> **To be done**
Could you extract every entry below and reproduce it exactly?

## begin

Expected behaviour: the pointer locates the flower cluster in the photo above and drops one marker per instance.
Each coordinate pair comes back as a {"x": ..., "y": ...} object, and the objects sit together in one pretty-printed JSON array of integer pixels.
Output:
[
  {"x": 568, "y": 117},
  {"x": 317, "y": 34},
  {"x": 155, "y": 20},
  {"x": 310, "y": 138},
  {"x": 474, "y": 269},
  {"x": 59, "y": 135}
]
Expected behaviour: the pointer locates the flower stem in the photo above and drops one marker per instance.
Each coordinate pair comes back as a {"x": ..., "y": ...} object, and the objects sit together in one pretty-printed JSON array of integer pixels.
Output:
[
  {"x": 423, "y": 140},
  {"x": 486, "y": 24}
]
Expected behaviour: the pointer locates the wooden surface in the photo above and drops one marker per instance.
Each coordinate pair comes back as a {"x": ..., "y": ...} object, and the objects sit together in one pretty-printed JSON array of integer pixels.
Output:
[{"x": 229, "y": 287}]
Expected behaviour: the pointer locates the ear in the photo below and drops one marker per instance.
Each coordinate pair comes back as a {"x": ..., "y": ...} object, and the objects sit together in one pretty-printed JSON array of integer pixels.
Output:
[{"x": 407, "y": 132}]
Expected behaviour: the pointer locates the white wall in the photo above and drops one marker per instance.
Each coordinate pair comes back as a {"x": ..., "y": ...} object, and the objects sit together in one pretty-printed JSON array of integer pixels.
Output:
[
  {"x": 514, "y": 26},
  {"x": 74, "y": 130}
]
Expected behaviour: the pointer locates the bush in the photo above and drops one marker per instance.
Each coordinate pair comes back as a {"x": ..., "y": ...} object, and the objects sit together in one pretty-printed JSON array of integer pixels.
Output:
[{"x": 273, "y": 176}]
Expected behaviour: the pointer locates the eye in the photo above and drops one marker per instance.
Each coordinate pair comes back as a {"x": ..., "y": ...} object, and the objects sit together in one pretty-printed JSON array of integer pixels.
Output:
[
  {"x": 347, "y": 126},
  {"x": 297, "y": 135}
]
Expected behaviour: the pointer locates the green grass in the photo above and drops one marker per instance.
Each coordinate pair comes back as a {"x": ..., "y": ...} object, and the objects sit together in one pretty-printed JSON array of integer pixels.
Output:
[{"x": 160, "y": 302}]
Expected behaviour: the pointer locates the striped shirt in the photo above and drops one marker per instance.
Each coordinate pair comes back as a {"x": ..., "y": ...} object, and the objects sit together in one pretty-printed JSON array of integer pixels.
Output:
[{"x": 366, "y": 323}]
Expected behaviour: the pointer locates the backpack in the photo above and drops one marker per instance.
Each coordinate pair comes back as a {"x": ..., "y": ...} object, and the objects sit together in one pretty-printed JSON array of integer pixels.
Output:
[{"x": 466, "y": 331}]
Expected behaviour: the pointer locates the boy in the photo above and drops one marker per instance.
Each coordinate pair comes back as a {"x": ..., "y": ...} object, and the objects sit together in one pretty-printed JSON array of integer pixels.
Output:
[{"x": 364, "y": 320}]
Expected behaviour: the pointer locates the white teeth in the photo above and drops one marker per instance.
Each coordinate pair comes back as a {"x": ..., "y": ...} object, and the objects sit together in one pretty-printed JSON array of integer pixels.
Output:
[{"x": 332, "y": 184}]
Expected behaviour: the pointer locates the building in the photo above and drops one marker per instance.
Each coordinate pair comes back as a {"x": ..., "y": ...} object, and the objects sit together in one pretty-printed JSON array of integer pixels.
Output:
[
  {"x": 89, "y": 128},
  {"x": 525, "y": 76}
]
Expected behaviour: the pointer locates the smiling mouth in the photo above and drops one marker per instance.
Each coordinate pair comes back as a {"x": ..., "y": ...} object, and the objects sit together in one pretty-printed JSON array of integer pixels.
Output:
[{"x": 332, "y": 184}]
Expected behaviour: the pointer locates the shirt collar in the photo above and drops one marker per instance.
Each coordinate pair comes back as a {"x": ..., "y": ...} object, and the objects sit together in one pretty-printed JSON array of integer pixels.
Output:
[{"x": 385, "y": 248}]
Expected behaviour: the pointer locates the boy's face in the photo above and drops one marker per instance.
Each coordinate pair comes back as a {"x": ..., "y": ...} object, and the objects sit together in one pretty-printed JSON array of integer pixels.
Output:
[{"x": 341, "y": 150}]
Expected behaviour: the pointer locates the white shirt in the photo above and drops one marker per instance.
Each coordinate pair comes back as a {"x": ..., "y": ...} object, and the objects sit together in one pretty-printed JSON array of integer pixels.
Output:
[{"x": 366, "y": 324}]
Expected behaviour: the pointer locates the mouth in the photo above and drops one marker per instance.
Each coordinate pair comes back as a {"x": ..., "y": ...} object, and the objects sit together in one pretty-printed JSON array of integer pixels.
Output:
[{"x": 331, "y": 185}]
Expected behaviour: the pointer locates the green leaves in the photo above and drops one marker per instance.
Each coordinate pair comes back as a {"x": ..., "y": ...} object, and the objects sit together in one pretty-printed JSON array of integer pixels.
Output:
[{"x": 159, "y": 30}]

## end

> **Output for this task**
Expected behaviour: the pointer locates the flower cluster in the photo above and drops one marker per instance.
Each coordinate pair comes back as a {"x": ..., "y": ...} object, and the objects sit together in one pretty-printed JSON array of integer pixels.
Output:
[
  {"x": 568, "y": 117},
  {"x": 317, "y": 34},
  {"x": 155, "y": 20},
  {"x": 310, "y": 138},
  {"x": 474, "y": 269},
  {"x": 59, "y": 135}
]
Expected behaviour: the pointer locates the flower stem in the photo above and drops one marker per instance.
Each coordinate pair comes back as a {"x": ..., "y": ...} object, and the objects sit together in one pretty-printed JSON array of integer pixels.
Output:
[
  {"x": 423, "y": 140},
  {"x": 486, "y": 24}
]
Expected behaviour: the pointer locates the wooden surface in the photo above and drops one marker per instance.
Each coordinate pair comes back as a {"x": ..., "y": ...} object, and the objects sit together in one pretty-printed JSON array of integer pixels.
Output:
[{"x": 229, "y": 287}]
Expected behaviour: the pointer locates the ear in the photo below and drops one marker per instance.
Each coordinate pair comes back as a {"x": ..., "y": ...} object, and the objects sit together in one pretty-printed JSON array of integer pixels.
Output:
[{"x": 407, "y": 132}]
Expected behaviour: the pointer locates the white wall in the photo above and drops one marker per instance.
Each coordinate pair comes back as a {"x": ..., "y": ...} object, and the objects sit together in one pretty-printed JSON array of integer pixels.
Output:
[
  {"x": 514, "y": 26},
  {"x": 74, "y": 130}
]
Expected behaviour: the pointer locates the bush in the photo above and drops one marker per instance.
Each coordinate pair comes back as a {"x": ..., "y": ...} object, and the objects sit together in one pretty-printed JSON array of integer pixels.
Output:
[{"x": 273, "y": 176}]
Expected behaviour: the pointer locates the eye in the photo above and drops one marker per instance.
Each coordinate pair comes back as a {"x": ..., "y": ...} object, and the objects sit together in one pretty-printed JSON array of integer pixels.
Output:
[
  {"x": 347, "y": 126},
  {"x": 297, "y": 135}
]
Expected behaviour: the pointer locates the green grass in the photo above and drops one marker per instance.
Each coordinate pair comes back as a {"x": ..., "y": ...} object, and the objects sit together in one pretty-printed JSON array of integer pixels.
Output:
[{"x": 160, "y": 302}]
Expected behaviour: the pointer locates the striped shirt in the photo above and drops one marker per instance.
Each coordinate pair comes back as a {"x": ..., "y": ...} object, and the objects sit together in one pretty-printed JSON array of integer pixels.
Output:
[{"x": 366, "y": 323}]
Expected behaviour: the pointer locates the backpack in the photo above and drops one marker per instance.
Each coordinate pair comes back as a {"x": ..., "y": ...} object, and the objects sit together in one pretty-printed JSON array of integer pixels.
Output:
[{"x": 466, "y": 331}]
Expected behaviour: the pointer locates the boy in the photo above and drops one marker per instance.
Each coordinate pair comes back as a {"x": ..., "y": ...} object, and the objects sit together in one pretty-printed JSON array of integer pixels.
Output:
[{"x": 364, "y": 320}]
Expected behaviour: the pointer locates the white teeth in the photo above and drops one marker per instance.
Each coordinate pair comes back as a {"x": ..., "y": ...} object, and the objects sit together in one pretty-printed JSON array of integer pixels.
Output:
[{"x": 332, "y": 184}]
Expected behaviour: the pointer locates the building in the photo above and drops one marker per instance.
Each coordinate pair comes back as a {"x": ..., "y": ...} object, and the objects sit together in one pretty-printed JSON array of integer pixels.
Output:
[
  {"x": 89, "y": 128},
  {"x": 525, "y": 76}
]
Expected behaviour: the pointer locates the smiling mouth in the photo above and drops one marker per instance.
Each coordinate pair comes back as a {"x": ..., "y": ...} object, and the objects sit together in one pretty-printed JSON array of integer pixels.
Output:
[{"x": 332, "y": 184}]
Expected behaviour: the pointer locates the shirt collar in the photo above and drops one marker per instance.
Each coordinate pair comes back as a {"x": ..., "y": ...} object, and the objects sit together in one pretty-printed JSON array of integer pixels.
Output:
[{"x": 385, "y": 248}]
Expected behaviour: the pointer locates the boy's face in the photo above and drops one marker per instance.
Each coordinate pair comes back as a {"x": ..., "y": ...} object, and the objects sit together in one pretty-printed JSON array of integer pixels.
Output:
[{"x": 341, "y": 150}]
Expected behaviour: the pointer locates the white shirt in the photo above and drops one marker per instance.
Each coordinate pair comes back as a {"x": ..., "y": ...} object, and the objects sit together in one pretty-printed JSON array of integer pixels.
Output:
[{"x": 366, "y": 324}]
Expected behaviour: the pointer locates the mouth in the photo above and drops one marker per instance.
Each coordinate pair comes back as a {"x": ..., "y": ...} object, and the objects sit together in one pretty-printed JSON array of integer pixels.
Output:
[{"x": 331, "y": 185}]
Expected behaviour: the pointer locates the green leaves in the photo above and drops one marker per instance.
Each coordinate pair comes back as a {"x": ..., "y": ...} object, and the objects sit together in one pretty-printed JSON array of integer pixels.
Output:
[{"x": 159, "y": 30}]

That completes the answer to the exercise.